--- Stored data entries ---
★ ★ ★ ★ ★

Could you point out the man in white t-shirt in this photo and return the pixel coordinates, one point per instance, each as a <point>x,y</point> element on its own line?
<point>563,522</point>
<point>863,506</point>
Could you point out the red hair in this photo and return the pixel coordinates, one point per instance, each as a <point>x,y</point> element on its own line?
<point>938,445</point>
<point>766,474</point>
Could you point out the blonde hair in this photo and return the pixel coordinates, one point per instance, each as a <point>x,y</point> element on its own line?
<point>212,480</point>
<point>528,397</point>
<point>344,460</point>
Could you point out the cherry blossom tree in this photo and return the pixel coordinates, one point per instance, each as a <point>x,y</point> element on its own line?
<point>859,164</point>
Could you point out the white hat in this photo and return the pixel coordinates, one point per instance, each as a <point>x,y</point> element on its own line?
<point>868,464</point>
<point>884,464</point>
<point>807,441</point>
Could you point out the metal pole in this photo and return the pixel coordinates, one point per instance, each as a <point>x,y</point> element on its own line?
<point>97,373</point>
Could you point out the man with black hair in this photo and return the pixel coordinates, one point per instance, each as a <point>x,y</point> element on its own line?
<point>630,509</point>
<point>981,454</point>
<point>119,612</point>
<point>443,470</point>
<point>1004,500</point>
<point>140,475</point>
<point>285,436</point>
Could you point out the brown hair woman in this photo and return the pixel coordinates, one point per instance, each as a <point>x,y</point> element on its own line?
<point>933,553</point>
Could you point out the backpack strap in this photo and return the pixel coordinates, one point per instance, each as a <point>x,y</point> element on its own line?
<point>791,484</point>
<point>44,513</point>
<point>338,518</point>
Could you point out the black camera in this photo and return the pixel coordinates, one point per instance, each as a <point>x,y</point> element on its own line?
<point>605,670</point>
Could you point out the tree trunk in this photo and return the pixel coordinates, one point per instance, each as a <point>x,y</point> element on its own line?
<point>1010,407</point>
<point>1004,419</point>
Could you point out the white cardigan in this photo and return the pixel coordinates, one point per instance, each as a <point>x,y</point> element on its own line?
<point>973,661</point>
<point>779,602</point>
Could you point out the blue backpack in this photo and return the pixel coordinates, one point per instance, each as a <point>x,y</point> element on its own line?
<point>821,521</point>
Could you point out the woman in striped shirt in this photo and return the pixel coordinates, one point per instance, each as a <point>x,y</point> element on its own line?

★ ★ ★ ★ ★

--- WORK INSTRUCTION ---
Repeat the data verbatim.

--- EXERCISE ANSWER ---
Could you point out the man in white t-shirt in this photo and return the pixel coordinates, one point per instance, each as a <point>x,y</point> element on its own line?
<point>563,522</point>
<point>863,506</point>
Could you point out the red hair in this photo and return the pixel coordinates, one point per instance, each as a <point>x,y</point> element on its own line?
<point>938,445</point>
<point>766,474</point>
Could you point out the blonde hair in this photo and return the pixel coordinates, one point per instance, each as a <point>x,y</point> element on its own line?
<point>212,480</point>
<point>528,397</point>
<point>344,460</point>
Could you point out the cherry blossom tree in this photo and return the pixel coordinates, one point per instance, each as a <point>x,y</point> element on its own line?
<point>859,164</point>
Could you point out the white hat in this photo and return the pixel coordinates, one point per instance, each as a <point>x,y</point> element on its own line?
<point>868,464</point>
<point>884,464</point>
<point>807,441</point>
Could you point out the metal pole in this photo and return the pixel coordinates, one point per instance, each as a <point>x,y</point> element on its own line?
<point>97,373</point>
Could you point out the man with black hair in this photo and return the pixel coordinates, one point per instance, each as a <point>x,y</point> element on its own line?
<point>630,509</point>
<point>981,454</point>
<point>119,612</point>
<point>443,470</point>
<point>1004,500</point>
<point>140,475</point>
<point>285,436</point>
Could you point out the brown hair woman in this photo and return the pixel coordinates, one point per instance, each as a <point>x,y</point> element on its own line?
<point>933,553</point>
Could you point out the backpack strap in this photo and return the pixel coordinates, one point per instance, each as a <point>x,y</point> element on its own line?
<point>791,484</point>
<point>44,513</point>
<point>338,518</point>
Could you point out the black camera in this photo and return the pixel coordinates, one point per instance, each as a <point>x,y</point> element on its own line?
<point>605,670</point>
Could you point out the tree trunk in this photo and return the pixel coordinates, one point per instance, each as a <point>x,y</point> element on its own line?
<point>1010,407</point>
<point>1004,419</point>
Could you point out the white cardigan in this photo and return the pixel coordinates, one point per instance, each as a <point>x,y</point> element on its own line?
<point>973,661</point>
<point>779,602</point>
Could you point out the blue backpack in this photo and return the pixel coordinates, one point per instance, each as a <point>x,y</point> element on its own line?
<point>821,521</point>
Could you point out the woman in striped shirt in this photo and return the pixel coordinates, one point per instance, each as a <point>x,y</point> element on its own line?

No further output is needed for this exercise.